* Selected excerpt:
»»

- Awarded for: Transgender Literature
- Sponsored by: Lambda Literary Foundation
- Date: Annual
- Website: lambdaliterary.org/awards/

= Lambda Literary Award for Transgender Literature =

Award for transgender literature

The Lambda Literary Award for Transgender Literature is an annual literary award, presented by the Lambda Literary Foundation, that awards works of transgender literature.

Awards are granted based on literary merit and transgender content, and therefore, the writer may be cisgender. The award can be separated into three categories: transgender fiction, transgender nonfiction, and transgender poetry. Early iterations of the award were defined through broader categories: bisexual/transgender literature, transgender/genderqueer literature, and transgender literature.

== Criteria ==

=== Transgender fiction ===
The award for transgender fiction recognizes "[n]ovels, novellas, short story collections, and anthologies with prominent ... trans characters and/or content of strong significance to the ... trans communities." The list "[m]ay include historical novels, comics, cross-genre works of fiction, humor, and other styles of fiction."

=== Transgender nonfiction ===
The award for transgender nonfiction recognizes "[n]onfiction works with content of strong significance to members of the ... trans communities," including "a wide range of subjects for the general or academic reader."

=== Transgender poetry ===
The award for transgender poetry recognizes individual volumes of poems and poem collections with transgender content. Chapbooks are ineligible for the prize, as well as "[u]pdated editions of previously published works ... unless at least 50% of the poetry (not the supplemental text) is new."

== History ==
Though the Lambda Literary Foundation has been giving out awards since 1989, a category honoring works with transgender content was not added until 1997. In the history of the awards, the categories for transgender and bisexual literature have remained contentious. Between 1997 and 2009, nonfiction, fiction, and poetry with transgender content was combined into a single category, transgender literature, aside from 2001, in which the bisexual and transgender literature was counted as one category.

««

* Task requirements:
a - Copy word for word the part of the award article starting at "- Awarded for: Transgender" and ending at "of transgender literature.".
b - Answer these questions from the award article:
(i) Since what year has the Lambda Literary Foundation been giving out awards?
(ii) For an updated edition of a previously published poetry work to be eligible, how much of the poetry must be new?
(iii) In which year was bisexual and transgender literature counted as one category?

* Data provided:
»»

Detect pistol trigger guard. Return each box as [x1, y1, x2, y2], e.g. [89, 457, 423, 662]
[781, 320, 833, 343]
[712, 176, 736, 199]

««

* Answers provided:
a -
- Awarded for: Transgender Literature
- Sponsored by: Lambda Literary Foundation
- Date: Annual
- Website: lambdaliterary.org/awards/

= Lambda Literary Award for Transgender Literature =

Award for transgender literature

The Lambda Literary Award for Transgender Literature is an annual literary award, presented by the Lambda Literary Foundation, that awards works of transgender literature.

b -
(i) 1989
(ii) At least 50% of the poetry (not the supplemental text)
(iii) 2001